Count the lines in the data below that contain the string "face", and reply with that number alone.

>> begin Available data

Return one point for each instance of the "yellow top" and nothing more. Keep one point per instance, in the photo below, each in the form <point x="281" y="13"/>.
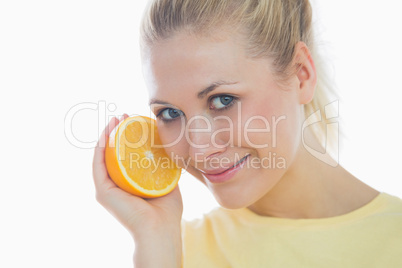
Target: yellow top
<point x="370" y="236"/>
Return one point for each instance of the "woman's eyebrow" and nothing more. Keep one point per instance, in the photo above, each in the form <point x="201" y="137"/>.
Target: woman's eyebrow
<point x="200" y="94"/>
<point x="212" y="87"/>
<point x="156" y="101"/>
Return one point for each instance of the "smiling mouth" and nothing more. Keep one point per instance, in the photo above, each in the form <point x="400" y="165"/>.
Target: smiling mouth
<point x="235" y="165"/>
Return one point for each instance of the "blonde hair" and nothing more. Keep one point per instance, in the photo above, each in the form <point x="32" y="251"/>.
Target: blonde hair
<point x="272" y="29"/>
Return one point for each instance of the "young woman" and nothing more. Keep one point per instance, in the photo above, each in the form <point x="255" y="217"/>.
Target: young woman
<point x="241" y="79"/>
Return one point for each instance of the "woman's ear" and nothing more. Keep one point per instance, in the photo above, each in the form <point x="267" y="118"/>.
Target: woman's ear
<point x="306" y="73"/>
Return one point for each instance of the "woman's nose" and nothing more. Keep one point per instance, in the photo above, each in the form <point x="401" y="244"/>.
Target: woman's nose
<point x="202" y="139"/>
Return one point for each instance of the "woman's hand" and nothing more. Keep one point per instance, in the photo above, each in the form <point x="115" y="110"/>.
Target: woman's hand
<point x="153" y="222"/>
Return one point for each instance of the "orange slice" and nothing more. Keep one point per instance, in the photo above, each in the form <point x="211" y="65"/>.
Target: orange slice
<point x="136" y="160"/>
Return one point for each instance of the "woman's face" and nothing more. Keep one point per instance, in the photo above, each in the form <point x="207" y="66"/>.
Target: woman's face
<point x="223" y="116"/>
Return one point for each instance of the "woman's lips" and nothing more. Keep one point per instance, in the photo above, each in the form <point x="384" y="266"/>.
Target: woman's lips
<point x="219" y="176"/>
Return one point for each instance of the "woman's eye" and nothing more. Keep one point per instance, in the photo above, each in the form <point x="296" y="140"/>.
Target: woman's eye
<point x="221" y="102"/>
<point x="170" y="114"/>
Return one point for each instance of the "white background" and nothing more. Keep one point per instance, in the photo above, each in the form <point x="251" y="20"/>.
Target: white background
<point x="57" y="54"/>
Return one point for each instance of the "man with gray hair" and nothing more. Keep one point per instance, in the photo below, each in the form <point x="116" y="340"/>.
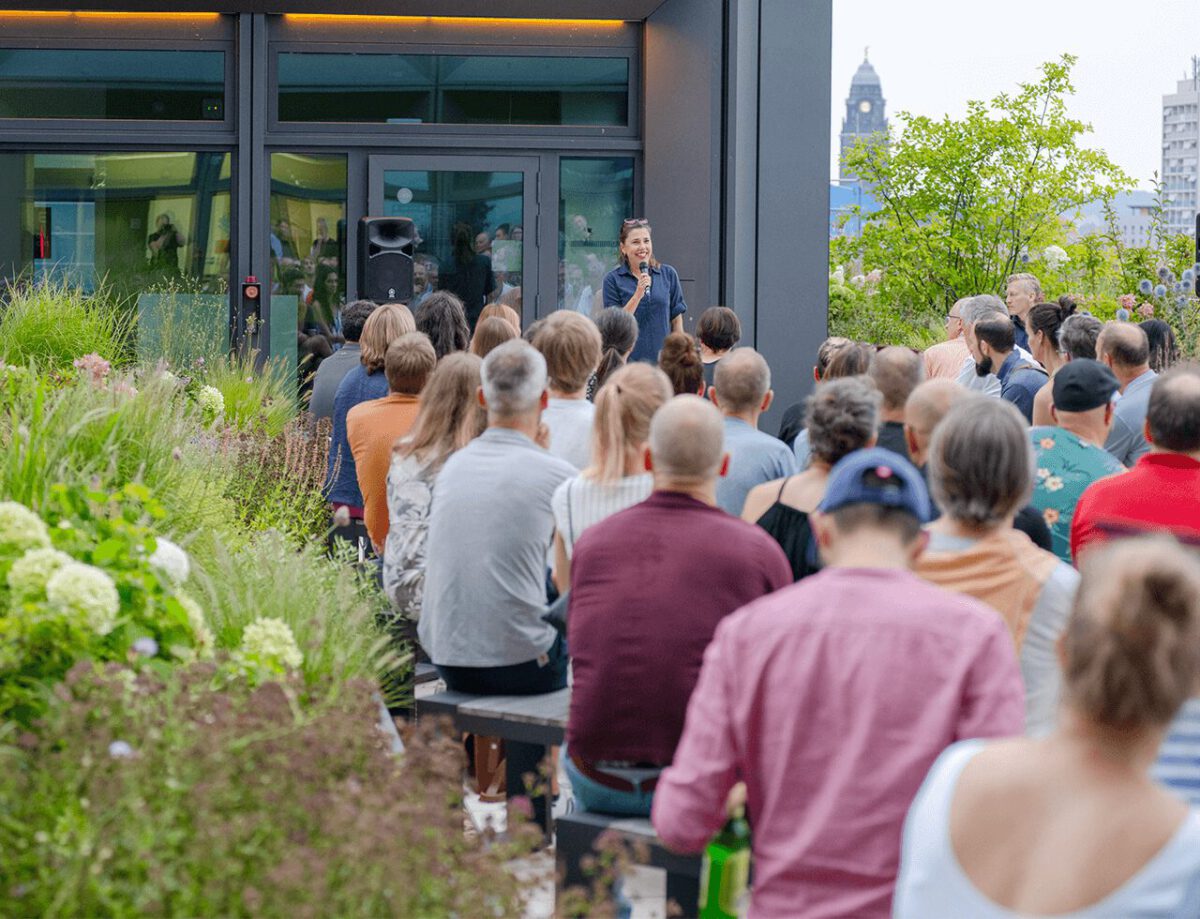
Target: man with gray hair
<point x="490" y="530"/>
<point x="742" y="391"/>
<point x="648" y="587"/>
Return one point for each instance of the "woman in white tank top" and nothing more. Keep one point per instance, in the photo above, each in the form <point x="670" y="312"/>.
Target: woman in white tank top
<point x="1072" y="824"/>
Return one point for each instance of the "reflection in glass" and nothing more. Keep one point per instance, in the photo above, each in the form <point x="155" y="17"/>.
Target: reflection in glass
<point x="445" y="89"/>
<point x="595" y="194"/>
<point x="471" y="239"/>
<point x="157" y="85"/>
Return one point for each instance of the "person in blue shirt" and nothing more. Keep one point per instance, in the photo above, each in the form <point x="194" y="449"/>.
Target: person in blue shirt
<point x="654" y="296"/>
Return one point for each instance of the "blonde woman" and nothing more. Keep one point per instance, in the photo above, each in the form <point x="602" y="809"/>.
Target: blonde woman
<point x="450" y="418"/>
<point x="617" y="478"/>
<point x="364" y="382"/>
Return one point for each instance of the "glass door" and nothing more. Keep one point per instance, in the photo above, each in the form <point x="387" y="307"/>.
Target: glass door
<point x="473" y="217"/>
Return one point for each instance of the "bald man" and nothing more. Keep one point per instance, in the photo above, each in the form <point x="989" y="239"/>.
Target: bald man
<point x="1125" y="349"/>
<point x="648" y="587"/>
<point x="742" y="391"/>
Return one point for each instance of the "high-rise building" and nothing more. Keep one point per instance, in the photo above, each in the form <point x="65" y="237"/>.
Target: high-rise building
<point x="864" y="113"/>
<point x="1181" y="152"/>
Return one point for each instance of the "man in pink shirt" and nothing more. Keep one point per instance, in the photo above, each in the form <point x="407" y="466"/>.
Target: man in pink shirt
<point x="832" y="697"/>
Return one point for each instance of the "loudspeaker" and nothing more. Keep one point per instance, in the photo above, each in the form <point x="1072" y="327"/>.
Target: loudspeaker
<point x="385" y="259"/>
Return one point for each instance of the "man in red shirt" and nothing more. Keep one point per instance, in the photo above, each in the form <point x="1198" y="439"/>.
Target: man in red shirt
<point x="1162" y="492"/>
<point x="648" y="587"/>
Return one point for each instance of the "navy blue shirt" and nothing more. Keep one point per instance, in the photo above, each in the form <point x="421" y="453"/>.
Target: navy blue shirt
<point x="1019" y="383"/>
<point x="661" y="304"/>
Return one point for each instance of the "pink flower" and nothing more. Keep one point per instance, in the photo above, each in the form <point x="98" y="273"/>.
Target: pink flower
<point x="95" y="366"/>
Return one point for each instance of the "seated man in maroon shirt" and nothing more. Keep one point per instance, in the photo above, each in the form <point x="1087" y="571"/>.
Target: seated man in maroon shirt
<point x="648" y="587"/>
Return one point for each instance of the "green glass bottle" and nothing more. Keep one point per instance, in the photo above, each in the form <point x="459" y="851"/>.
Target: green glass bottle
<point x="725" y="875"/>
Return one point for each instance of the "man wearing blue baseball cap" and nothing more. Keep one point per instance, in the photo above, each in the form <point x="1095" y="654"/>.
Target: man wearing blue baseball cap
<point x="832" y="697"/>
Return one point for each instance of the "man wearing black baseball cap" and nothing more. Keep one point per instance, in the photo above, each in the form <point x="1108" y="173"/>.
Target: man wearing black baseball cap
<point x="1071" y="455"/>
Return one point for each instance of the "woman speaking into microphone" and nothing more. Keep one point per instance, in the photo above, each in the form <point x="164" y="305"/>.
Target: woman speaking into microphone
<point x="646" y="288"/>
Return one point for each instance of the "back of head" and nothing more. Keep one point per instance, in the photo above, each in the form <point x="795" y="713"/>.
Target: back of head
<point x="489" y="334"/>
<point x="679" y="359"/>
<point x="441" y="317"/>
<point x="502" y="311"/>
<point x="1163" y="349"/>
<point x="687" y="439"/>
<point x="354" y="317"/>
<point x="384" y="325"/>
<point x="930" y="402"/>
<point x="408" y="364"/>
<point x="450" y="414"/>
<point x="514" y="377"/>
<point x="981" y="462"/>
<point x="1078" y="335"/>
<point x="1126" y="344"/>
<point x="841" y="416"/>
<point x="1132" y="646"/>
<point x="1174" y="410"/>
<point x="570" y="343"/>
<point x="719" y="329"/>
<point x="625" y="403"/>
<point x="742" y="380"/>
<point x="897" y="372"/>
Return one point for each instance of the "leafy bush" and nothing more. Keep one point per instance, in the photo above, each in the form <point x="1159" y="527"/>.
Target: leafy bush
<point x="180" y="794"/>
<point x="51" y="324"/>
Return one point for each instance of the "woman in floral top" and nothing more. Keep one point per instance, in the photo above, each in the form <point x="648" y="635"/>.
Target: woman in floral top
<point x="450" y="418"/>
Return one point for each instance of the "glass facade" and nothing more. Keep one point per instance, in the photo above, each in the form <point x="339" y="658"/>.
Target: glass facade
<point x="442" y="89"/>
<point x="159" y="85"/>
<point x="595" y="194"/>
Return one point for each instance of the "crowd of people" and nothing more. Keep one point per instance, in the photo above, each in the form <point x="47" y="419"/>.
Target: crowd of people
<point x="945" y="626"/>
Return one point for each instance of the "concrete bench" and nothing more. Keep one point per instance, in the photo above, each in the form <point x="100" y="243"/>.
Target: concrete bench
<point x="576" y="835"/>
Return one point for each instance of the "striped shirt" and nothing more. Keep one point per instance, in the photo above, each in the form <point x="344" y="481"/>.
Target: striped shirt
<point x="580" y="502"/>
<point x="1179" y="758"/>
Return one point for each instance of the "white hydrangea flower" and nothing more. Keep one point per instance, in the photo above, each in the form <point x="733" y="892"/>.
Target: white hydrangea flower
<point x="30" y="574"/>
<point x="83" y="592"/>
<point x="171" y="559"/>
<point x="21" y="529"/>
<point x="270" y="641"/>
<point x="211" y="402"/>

>> end Available data

■ Expected answer ■
2